Problem requirements:
Starting with the first line of the records, write out each line exactly until you have included the line containing "positive clicks: (185, 237) (171, 218)".
· · · · · · ·
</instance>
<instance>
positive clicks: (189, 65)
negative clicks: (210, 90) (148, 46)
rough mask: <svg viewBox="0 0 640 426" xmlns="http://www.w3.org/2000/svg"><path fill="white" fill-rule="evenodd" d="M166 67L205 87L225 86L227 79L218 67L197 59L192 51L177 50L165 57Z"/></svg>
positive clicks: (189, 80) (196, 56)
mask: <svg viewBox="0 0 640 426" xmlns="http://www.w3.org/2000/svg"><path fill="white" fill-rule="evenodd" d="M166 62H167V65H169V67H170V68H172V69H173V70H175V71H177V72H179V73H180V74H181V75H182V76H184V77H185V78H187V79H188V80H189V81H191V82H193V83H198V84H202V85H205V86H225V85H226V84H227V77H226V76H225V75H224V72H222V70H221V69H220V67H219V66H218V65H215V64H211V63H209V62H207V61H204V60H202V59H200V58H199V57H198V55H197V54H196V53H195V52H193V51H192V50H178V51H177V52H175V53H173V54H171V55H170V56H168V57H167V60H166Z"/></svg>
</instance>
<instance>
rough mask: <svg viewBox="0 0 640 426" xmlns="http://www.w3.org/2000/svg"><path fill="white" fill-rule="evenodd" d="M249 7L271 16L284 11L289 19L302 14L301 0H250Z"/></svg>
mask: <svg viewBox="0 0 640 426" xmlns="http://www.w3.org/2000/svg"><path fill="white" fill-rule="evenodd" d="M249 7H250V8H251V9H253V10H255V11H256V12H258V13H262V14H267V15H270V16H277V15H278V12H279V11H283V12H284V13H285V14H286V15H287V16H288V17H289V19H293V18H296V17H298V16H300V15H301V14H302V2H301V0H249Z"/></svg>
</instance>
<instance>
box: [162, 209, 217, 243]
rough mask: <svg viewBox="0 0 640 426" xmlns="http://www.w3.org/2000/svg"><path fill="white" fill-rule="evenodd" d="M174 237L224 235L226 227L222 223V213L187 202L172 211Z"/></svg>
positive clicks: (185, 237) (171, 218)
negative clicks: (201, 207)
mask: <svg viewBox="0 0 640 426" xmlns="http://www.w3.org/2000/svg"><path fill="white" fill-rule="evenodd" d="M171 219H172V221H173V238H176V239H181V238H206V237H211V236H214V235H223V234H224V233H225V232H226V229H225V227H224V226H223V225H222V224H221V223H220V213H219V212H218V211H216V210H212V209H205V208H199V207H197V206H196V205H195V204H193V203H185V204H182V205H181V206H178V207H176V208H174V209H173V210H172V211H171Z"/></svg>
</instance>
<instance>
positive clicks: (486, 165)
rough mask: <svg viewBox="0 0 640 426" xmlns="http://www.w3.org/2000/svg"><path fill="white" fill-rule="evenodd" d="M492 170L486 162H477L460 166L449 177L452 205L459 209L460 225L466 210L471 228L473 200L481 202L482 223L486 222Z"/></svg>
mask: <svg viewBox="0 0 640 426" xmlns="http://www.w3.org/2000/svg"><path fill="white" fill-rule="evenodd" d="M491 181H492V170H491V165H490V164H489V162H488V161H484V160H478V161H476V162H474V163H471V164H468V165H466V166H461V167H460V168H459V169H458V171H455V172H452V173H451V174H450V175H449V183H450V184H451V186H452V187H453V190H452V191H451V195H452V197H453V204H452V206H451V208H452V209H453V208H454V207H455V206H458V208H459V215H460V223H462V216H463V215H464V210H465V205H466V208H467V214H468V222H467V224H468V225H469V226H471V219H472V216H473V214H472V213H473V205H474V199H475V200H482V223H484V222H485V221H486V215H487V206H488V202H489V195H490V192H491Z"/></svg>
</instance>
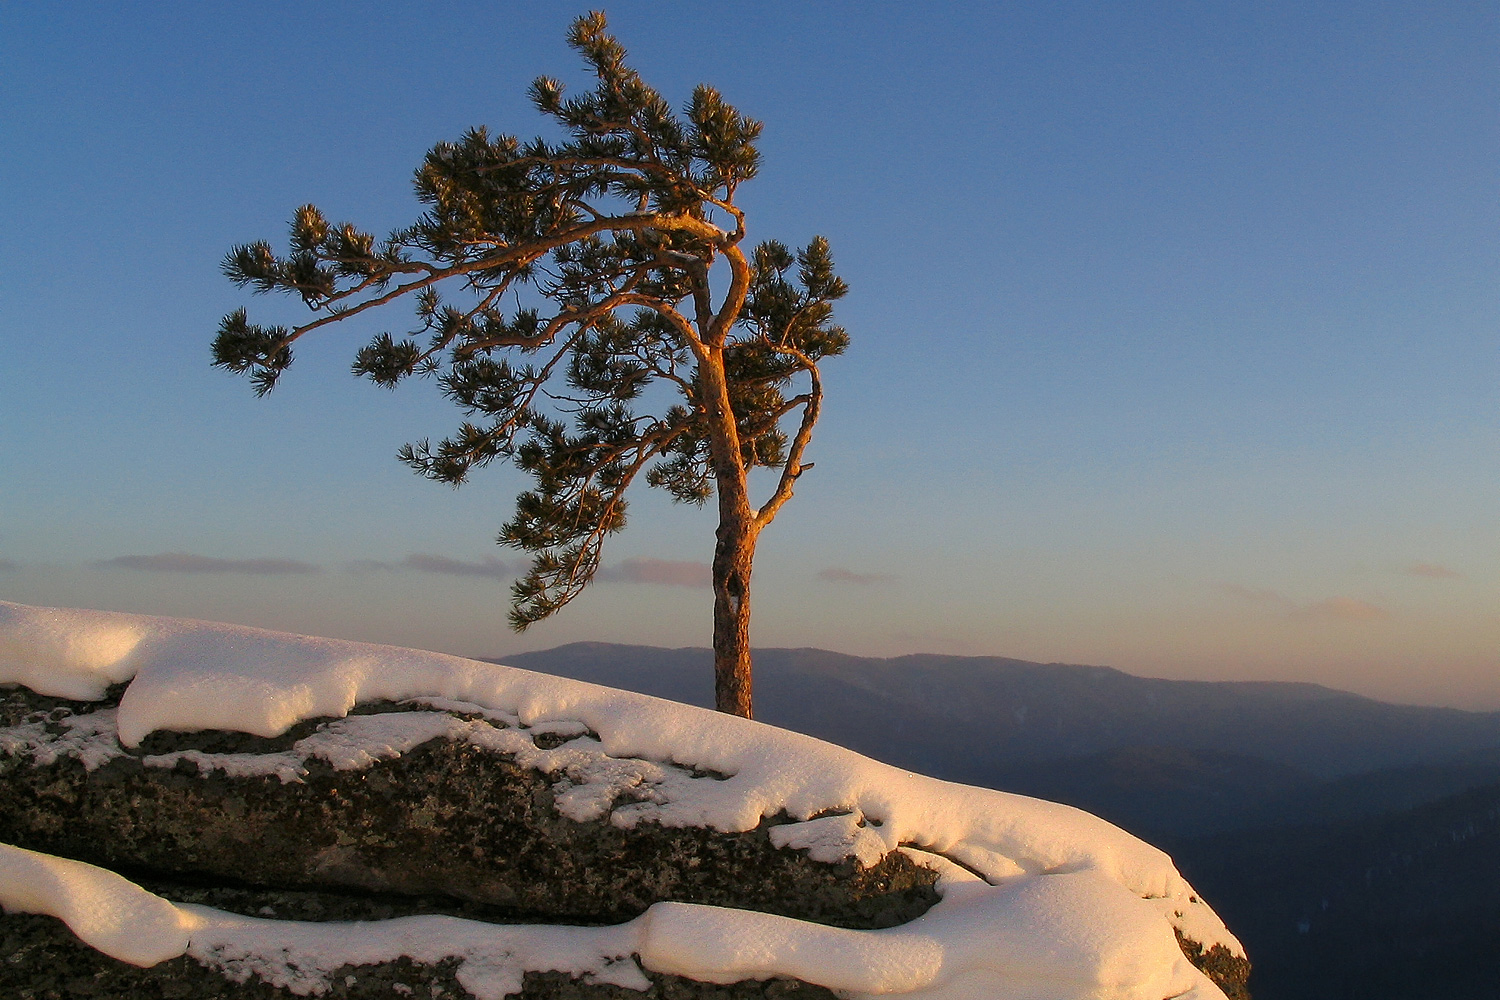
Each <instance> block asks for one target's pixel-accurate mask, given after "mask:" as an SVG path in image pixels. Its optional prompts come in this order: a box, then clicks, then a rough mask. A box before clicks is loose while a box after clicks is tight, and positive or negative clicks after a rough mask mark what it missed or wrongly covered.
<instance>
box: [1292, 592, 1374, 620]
mask: <svg viewBox="0 0 1500 1000" xmlns="http://www.w3.org/2000/svg"><path fill="white" fill-rule="evenodd" d="M1296 613H1298V615H1299V616H1302V618H1332V619H1337V621H1346V622H1371V621H1380V619H1385V618H1391V612H1388V610H1386V609H1383V607H1379V606H1376V604H1371V603H1370V601H1361V600H1359V598H1355V597H1325V598H1323V600H1322V601H1313V603H1311V604H1307V606H1304V607H1299V609H1298V612H1296Z"/></svg>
· · · · · · ·
Exercise answer:
</instance>
<instance>
positive clicks: (189, 65)
negative clicks: (210, 90) (148, 46)
rough mask: <svg viewBox="0 0 640 426" xmlns="http://www.w3.org/2000/svg"><path fill="white" fill-rule="evenodd" d="M166 67L205 87L225 86L227 79L218 67L197 59L192 51L177 50L165 57Z"/></svg>
positive clicks: (189, 80) (196, 56)
mask: <svg viewBox="0 0 640 426" xmlns="http://www.w3.org/2000/svg"><path fill="white" fill-rule="evenodd" d="M166 62H167V65H169V67H170V68H172V69H173V70H175V71H177V72H179V73H180V74H181V75H182V76H184V77H185V78H187V79H188V80H189V81H191V82H193V83H198V84H202V85H205V86H225V85H226V84H227V77H226V76H225V75H224V72H222V70H221V69H220V67H219V66H218V65H215V64H211V63H209V62H207V61H204V60H202V59H200V58H199V57H198V55H197V54H196V53H195V52H193V51H192V50H178V51H177V52H175V53H173V54H171V55H170V56H168V57H167V60H166Z"/></svg>
</instance>
<instance>
rough mask: <svg viewBox="0 0 640 426" xmlns="http://www.w3.org/2000/svg"><path fill="white" fill-rule="evenodd" d="M249 7L271 16L284 11L289 19L302 14L301 0H250Z"/></svg>
mask: <svg viewBox="0 0 640 426" xmlns="http://www.w3.org/2000/svg"><path fill="white" fill-rule="evenodd" d="M249 7H250V8H251V9H253V10H255V11H256V12H258V13H262V14H267V15H270V16H277V15H278V12H279V11H283V12H284V13H285V14H286V15H287V16H288V17H289V19H293V18H296V17H298V16H300V15H301V14H302V2H301V0H249Z"/></svg>
</instance>
<instance>
box: [162, 209, 217, 243]
rough mask: <svg viewBox="0 0 640 426" xmlns="http://www.w3.org/2000/svg"><path fill="white" fill-rule="evenodd" d="M174 237L224 235L226 227L222 223V213L187 202L172 211Z"/></svg>
positive clicks: (185, 237) (171, 218)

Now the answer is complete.